→ TEXTE FOURNI:
··········
Pourquoi le théâtre ? Où est le lien avec votre sport ? Est-il encore à créer ?

Le théâtre était mon premier amour. J’ai fait l’Essec, j’étais manager chez Nike, j’avais déjà plus de trente ans, je me suis dit : « Il faut que je vive le théâtre ». Dans le théâtre, je suis dans la répétition, comme avec le karaté, mais cette fois mes outils sont les mots. Au karaté, on est dans des contraintes sur un tatami (temps, espace), régi par des règles, au théâtre c’est pareil. Dans les deux, si on n’est pas sincère, on ne touche pas.

Je suis à la croisée des chemins entre ce que j’ai capitalisé en tant que manager et tout ce que j’ai compris en théâtre, en entreprise, de mon engagement vis-à-vis des femmes. J’aimerais créer une structure qui accueillerait des sportifs, pour les former à la comédie avec des acteurs professionnels. Il y a des similitudes dans l’état d’esprit de performance. Cela peut être enrichissant pour un sportif de faire du théâtre même quand il est en pleine carrière, de la musique aussi. Je pense toujours à ce qui peut être pertinent pour les sportifs, en terme de transversalité, comme pour les salariés. Et je manie deux arts : martiaux et dramatiques.
··········
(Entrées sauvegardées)

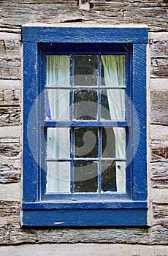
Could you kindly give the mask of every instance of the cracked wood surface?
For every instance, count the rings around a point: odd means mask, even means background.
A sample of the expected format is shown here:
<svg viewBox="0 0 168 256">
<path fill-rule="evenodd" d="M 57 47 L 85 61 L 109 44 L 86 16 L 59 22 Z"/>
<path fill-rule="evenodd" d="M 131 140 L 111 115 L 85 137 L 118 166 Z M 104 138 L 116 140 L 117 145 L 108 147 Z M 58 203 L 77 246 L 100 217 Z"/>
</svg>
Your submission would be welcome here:
<svg viewBox="0 0 168 256">
<path fill-rule="evenodd" d="M 168 91 L 165 83 L 160 89 L 161 80 L 159 79 L 167 78 L 167 4 L 162 0 L 93 0 L 91 11 L 83 12 L 78 10 L 77 1 L 1 0 L 0 10 L 0 36 L 2 37 L 0 37 L 0 198 L 2 199 L 0 201 L 0 244 L 80 242 L 168 244 L 166 195 L 163 201 L 159 197 L 157 203 L 153 200 L 152 217 L 159 225 L 150 228 L 20 227 L 21 86 L 18 83 L 21 79 L 22 24 L 65 21 L 69 24 L 72 21 L 148 24 L 149 31 L 154 31 L 153 35 L 156 35 L 150 39 L 150 78 L 153 83 L 155 83 L 150 93 L 150 123 L 153 124 L 150 126 L 150 181 L 153 191 L 167 191 Z"/>
<path fill-rule="evenodd" d="M 1 27 L 18 28 L 26 23 L 60 23 L 72 20 L 98 23 L 145 23 L 150 30 L 167 30 L 167 4 L 161 0 L 99 1 L 91 2 L 91 10 L 78 10 L 78 1 L 33 0 L 0 2 Z"/>
</svg>

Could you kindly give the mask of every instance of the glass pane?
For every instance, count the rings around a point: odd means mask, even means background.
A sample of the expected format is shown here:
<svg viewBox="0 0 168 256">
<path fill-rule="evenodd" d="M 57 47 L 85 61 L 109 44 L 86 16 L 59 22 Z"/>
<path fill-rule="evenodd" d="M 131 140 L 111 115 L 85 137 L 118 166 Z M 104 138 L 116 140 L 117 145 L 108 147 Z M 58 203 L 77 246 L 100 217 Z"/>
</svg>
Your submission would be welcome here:
<svg viewBox="0 0 168 256">
<path fill-rule="evenodd" d="M 75 162 L 75 192 L 96 192 L 98 189 L 97 163 Z"/>
<path fill-rule="evenodd" d="M 75 129 L 75 157 L 98 157 L 98 129 Z"/>
<path fill-rule="evenodd" d="M 47 162 L 47 192 L 70 192 L 70 162 Z"/>
<path fill-rule="evenodd" d="M 116 191 L 116 168 L 115 162 L 102 162 L 102 191 Z"/>
<path fill-rule="evenodd" d="M 104 158 L 115 157 L 115 139 L 112 127 L 102 129 L 102 156 Z"/>
<path fill-rule="evenodd" d="M 47 85 L 70 86 L 70 57 L 69 56 L 47 56 Z"/>
<path fill-rule="evenodd" d="M 76 86 L 97 86 L 98 56 L 75 56 L 74 76 Z"/>
<path fill-rule="evenodd" d="M 47 89 L 46 120 L 69 120 L 69 90 Z"/>
<path fill-rule="evenodd" d="M 104 127 L 102 130 L 103 158 L 126 158 L 126 130 L 123 127 Z"/>
<path fill-rule="evenodd" d="M 69 157 L 69 128 L 47 128 L 47 158 L 66 159 Z"/>
<path fill-rule="evenodd" d="M 95 120 L 97 118 L 97 91 L 74 91 L 74 118 Z"/>
<path fill-rule="evenodd" d="M 123 55 L 103 55 L 101 56 L 102 85 L 106 86 L 125 86 L 125 62 Z"/>
<path fill-rule="evenodd" d="M 116 185 L 117 192 L 126 192 L 126 162 L 116 161 Z"/>
<path fill-rule="evenodd" d="M 101 90 L 101 120 L 125 120 L 125 89 Z"/>
</svg>

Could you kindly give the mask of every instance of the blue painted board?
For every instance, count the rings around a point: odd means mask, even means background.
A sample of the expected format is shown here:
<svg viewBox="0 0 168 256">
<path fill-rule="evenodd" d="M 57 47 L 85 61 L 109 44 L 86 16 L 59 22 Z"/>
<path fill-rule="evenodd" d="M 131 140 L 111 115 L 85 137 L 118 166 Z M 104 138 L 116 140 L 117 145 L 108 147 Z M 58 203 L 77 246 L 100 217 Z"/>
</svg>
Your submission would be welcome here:
<svg viewBox="0 0 168 256">
<path fill-rule="evenodd" d="M 148 42 L 146 28 L 72 28 L 23 26 L 23 42 L 142 43 Z"/>
</svg>

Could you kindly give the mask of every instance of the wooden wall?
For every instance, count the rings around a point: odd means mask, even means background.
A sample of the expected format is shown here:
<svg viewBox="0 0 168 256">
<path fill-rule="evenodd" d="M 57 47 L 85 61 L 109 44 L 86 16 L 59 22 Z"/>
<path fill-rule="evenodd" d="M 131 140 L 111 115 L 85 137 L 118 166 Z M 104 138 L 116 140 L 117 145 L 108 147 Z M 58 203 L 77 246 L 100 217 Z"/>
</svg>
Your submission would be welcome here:
<svg viewBox="0 0 168 256">
<path fill-rule="evenodd" d="M 166 252 L 164 249 L 168 244 L 167 1 L 91 0 L 90 3 L 90 11 L 82 11 L 78 9 L 77 1 L 0 1 L 0 244 L 6 246 L 1 247 L 3 251 L 0 247 L 0 255 L 4 252 L 3 256 L 9 255 L 11 247 L 7 246 L 48 243 L 161 244 L 164 251 L 159 252 Z M 81 22 L 134 23 L 149 26 L 148 157 L 150 227 L 58 230 L 20 227 L 21 26 L 34 22 L 68 22 L 69 25 Z M 134 252 L 128 252 L 133 255 Z"/>
</svg>

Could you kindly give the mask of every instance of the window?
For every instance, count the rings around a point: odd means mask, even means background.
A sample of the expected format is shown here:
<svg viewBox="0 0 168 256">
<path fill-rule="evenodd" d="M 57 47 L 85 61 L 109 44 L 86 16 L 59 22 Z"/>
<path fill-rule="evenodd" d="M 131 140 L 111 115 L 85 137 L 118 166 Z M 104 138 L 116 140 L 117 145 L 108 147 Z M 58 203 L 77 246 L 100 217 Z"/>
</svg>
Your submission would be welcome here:
<svg viewBox="0 0 168 256">
<path fill-rule="evenodd" d="M 146 225 L 147 28 L 25 26 L 23 42 L 23 225 Z"/>
</svg>

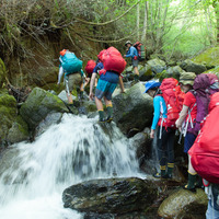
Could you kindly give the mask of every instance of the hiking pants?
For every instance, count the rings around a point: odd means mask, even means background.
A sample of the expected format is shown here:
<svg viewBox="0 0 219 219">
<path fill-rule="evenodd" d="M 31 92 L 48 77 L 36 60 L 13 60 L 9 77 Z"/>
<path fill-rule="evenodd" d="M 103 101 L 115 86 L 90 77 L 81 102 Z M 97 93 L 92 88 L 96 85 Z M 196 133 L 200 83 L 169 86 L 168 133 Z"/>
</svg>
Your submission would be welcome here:
<svg viewBox="0 0 219 219">
<path fill-rule="evenodd" d="M 175 129 L 162 127 L 161 139 L 160 126 L 158 127 L 157 139 L 158 139 L 158 158 L 160 165 L 166 165 L 166 163 L 174 163 L 174 137 Z"/>
</svg>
··········
→ MISE EN APPLICATION:
A: Selon le texte fourni, pourquoi la personne interrogée souhaite-t-elle former des sportifs à la comédie ? Répondez en une à trois phrases.
B: Prolongez l'entretien sur le théâtre et le karaté en repartant de sa dernière phrase.
Vous n'aurez pas besoin des données pour ce travail.

→ RÉPONSES PAR EXERCICE:
A: Parce qu'il existe, à ses yeux, des similitudes dans l'état d'esprit de performance entre le sport et le théâtre. C'est pourquoi la pratique du théâtre, comme celle de la musique, peut enrichir un sportif, même en pleine carrière.

B:
 

Pourquoi ce besoin constant d’aller vers l’autre, et notamment vers les femmes ?

J’ai beaucoup d’admiration pour les femmes ; la première bio que j’ai lue est celle de Janis Joplin, Nina Simone a été l’une des premières à dénoncer la condition des femmes à travers des chansons. Je pense aussi à Marie Curie : la classe. Et à ma mère !

 

Quel est votre rôle au sein de l’association Les Écoles de l’espoir ?

Cela part d’une histoire d’amitié avec la directrice Marie-José Lallart, on s’est connues à l’Agence de l’éducation par le sport (on fait partie du conseil d’administration). Elle s’est rendue en mission d’observation à Bukavu, où les femmes ont subi de vrais traumatismes, et elle m’en a parlé. Je suis moi-même allée au Burundi. À Bujumbura, on a soutenu une association dont le but est d’informer au sujet des albinos car ils sont craints et rejetés par la population. Nous avons aussi accompagné des personnes malades. On est passés de camp en camp, les jeunes étaient contents qu’on leur fasse une initiation au karaté. C’est la magie du sport. Avec d’anciens sportifs comme Richard Dacoury, Stéphane Diagana, et Emmanuel Petit, on y est allés de bon cœur. On va essayer aussi de faire un travail avec les réfugiés, c’est modeste, mais on leur apporte une bouffée d’oxygène avec le sport.

 

Vous avez rencontré des personnes dans des pays en difficulté : sont-elles toujours surmotivées par rapport aux populations plus protégées ?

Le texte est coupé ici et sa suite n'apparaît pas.